#### Items from a dataset
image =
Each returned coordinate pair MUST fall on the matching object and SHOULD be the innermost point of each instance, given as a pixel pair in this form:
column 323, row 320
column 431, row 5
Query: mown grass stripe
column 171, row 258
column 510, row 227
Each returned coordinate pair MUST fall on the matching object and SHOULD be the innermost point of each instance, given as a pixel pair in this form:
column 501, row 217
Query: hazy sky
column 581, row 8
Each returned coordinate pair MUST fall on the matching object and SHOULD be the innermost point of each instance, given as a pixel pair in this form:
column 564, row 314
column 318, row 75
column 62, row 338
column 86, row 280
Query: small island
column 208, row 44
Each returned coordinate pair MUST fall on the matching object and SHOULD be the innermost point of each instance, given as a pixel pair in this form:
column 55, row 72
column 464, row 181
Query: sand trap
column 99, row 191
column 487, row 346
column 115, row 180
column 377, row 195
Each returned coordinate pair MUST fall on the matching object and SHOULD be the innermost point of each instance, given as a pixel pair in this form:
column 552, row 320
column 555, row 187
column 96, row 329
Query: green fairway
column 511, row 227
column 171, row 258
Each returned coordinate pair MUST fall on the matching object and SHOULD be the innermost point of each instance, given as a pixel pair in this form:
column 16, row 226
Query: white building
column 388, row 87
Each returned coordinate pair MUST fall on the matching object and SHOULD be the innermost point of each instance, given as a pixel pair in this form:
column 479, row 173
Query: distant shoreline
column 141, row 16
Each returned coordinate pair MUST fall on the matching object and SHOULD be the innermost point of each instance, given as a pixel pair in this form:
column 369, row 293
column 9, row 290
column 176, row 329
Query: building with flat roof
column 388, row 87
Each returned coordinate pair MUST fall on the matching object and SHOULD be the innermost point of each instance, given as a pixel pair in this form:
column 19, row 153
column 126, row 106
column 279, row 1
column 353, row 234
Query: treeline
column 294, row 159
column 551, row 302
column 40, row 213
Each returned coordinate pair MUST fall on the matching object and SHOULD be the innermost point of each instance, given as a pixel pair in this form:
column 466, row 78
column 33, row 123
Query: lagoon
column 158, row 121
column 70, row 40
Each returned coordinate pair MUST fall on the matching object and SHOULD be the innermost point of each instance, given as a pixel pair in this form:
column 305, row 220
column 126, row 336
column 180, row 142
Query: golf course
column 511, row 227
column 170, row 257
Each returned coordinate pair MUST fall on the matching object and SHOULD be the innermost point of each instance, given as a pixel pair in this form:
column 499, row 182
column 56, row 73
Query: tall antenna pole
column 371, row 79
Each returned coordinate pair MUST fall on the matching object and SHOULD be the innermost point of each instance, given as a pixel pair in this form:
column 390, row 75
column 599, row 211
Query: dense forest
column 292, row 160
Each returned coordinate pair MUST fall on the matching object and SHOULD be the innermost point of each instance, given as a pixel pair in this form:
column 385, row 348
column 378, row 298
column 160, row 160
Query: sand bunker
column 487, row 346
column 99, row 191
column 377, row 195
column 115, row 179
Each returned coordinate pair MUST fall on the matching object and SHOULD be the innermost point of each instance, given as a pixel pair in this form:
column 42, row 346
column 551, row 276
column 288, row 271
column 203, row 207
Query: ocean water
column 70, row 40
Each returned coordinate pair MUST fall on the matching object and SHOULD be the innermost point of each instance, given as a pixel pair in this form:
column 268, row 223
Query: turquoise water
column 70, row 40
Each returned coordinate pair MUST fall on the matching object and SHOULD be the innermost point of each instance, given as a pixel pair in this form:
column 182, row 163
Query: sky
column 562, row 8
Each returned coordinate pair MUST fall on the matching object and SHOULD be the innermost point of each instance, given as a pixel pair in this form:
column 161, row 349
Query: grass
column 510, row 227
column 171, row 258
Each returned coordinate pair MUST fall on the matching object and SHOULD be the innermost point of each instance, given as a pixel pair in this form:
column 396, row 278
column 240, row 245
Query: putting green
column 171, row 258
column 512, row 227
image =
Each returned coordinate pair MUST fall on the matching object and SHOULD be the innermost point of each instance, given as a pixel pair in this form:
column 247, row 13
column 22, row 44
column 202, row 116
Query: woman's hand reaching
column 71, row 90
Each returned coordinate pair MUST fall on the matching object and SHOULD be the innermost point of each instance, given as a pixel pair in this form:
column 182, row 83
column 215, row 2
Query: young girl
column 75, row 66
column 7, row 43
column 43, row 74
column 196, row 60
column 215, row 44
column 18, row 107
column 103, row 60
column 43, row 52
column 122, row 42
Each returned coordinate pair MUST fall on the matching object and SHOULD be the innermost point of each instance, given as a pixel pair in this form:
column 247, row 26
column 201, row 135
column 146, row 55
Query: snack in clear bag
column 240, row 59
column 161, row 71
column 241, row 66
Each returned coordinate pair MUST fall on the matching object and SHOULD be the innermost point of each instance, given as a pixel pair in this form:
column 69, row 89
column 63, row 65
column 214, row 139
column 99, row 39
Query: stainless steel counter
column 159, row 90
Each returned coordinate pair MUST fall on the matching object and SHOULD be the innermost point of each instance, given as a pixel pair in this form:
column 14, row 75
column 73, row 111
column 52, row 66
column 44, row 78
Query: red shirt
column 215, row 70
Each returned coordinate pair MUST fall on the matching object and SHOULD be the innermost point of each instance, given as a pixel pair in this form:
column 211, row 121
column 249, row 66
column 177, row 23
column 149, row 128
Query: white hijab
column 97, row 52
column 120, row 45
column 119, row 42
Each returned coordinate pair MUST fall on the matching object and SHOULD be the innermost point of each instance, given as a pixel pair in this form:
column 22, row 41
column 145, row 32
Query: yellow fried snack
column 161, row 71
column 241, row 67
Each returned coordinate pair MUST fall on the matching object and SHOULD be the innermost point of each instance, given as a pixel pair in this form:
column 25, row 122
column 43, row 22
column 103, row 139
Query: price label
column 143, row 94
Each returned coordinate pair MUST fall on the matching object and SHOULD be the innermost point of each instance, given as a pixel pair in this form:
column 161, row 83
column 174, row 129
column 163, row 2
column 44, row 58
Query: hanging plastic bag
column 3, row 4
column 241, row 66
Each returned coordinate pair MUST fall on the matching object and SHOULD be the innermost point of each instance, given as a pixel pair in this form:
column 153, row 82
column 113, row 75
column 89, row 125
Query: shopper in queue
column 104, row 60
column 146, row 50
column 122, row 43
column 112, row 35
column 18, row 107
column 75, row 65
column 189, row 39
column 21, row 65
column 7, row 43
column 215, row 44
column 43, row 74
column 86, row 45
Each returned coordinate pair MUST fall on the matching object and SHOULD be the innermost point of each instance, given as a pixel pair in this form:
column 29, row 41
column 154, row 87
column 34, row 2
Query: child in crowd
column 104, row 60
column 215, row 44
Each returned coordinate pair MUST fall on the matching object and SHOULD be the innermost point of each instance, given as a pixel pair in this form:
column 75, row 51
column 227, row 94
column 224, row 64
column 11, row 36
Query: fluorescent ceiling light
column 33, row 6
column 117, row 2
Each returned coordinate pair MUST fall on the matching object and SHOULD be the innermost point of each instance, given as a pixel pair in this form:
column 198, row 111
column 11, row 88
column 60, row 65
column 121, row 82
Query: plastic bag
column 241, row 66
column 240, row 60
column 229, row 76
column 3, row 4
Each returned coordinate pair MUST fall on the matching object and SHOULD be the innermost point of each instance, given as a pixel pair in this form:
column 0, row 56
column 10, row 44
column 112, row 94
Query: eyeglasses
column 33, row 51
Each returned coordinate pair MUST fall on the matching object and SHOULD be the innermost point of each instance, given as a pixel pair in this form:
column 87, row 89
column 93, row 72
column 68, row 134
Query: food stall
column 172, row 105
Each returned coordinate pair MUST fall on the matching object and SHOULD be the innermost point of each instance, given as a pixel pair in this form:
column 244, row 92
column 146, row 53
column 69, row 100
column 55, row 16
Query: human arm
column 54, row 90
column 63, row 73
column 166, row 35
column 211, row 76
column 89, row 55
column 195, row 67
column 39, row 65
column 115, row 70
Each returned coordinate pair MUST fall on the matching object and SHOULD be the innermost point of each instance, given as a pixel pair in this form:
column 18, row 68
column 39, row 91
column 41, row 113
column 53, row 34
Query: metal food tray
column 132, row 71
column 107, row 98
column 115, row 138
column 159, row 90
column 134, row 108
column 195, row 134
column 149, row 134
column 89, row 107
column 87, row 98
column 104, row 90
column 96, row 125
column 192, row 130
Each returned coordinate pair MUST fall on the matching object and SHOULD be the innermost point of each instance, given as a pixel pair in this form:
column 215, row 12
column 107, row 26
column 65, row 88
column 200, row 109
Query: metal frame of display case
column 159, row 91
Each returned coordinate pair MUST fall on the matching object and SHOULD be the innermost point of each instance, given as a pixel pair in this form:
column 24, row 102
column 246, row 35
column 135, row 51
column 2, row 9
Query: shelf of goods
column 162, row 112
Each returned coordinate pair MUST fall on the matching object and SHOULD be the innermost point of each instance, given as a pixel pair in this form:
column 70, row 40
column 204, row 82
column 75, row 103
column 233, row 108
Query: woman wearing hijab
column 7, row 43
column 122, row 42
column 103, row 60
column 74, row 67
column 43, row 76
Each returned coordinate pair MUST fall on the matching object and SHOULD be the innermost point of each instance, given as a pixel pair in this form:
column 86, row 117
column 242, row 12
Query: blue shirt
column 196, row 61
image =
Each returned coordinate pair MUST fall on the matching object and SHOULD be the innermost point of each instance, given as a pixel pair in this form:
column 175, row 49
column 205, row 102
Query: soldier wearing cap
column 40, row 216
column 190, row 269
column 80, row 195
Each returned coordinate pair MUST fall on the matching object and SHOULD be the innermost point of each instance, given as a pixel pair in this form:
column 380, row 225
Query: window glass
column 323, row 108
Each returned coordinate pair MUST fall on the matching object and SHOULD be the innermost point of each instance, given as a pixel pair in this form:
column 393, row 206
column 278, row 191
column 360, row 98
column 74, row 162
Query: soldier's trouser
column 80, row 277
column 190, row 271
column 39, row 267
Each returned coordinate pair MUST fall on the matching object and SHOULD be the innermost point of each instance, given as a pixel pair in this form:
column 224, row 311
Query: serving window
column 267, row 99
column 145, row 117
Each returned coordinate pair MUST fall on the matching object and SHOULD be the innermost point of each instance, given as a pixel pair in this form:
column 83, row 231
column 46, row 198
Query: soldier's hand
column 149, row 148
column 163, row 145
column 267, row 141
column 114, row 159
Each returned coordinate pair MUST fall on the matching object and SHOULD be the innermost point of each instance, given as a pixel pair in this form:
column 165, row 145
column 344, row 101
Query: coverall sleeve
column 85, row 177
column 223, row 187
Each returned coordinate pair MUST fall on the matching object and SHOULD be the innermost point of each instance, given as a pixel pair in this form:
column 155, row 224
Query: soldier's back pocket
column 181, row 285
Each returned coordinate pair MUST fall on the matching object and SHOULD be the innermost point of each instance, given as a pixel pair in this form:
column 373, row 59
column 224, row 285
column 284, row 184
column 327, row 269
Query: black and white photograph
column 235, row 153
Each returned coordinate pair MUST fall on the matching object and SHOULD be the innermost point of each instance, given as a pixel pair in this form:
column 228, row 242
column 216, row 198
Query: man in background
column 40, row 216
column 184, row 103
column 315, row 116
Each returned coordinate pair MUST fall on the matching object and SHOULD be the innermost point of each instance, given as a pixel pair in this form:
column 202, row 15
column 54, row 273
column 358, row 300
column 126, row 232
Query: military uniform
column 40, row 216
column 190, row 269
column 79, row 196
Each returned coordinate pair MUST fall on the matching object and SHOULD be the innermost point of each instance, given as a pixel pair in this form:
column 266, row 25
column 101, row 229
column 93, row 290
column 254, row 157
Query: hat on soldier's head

#### Work to complete
Among the entries above, find the line with "column 44, row 78" and the line with "column 149, row 128"; give again exactly these two lines and all lines between them.

#### Exercise response
column 44, row 78
Query: red shirt
column 215, row 70
Each returned coordinate pair MUST fall on the matching object and SHOULD be the innermost point of each instance, given as a pixel pair in this form:
column 211, row 121
column 249, row 66
column 177, row 23
column 149, row 128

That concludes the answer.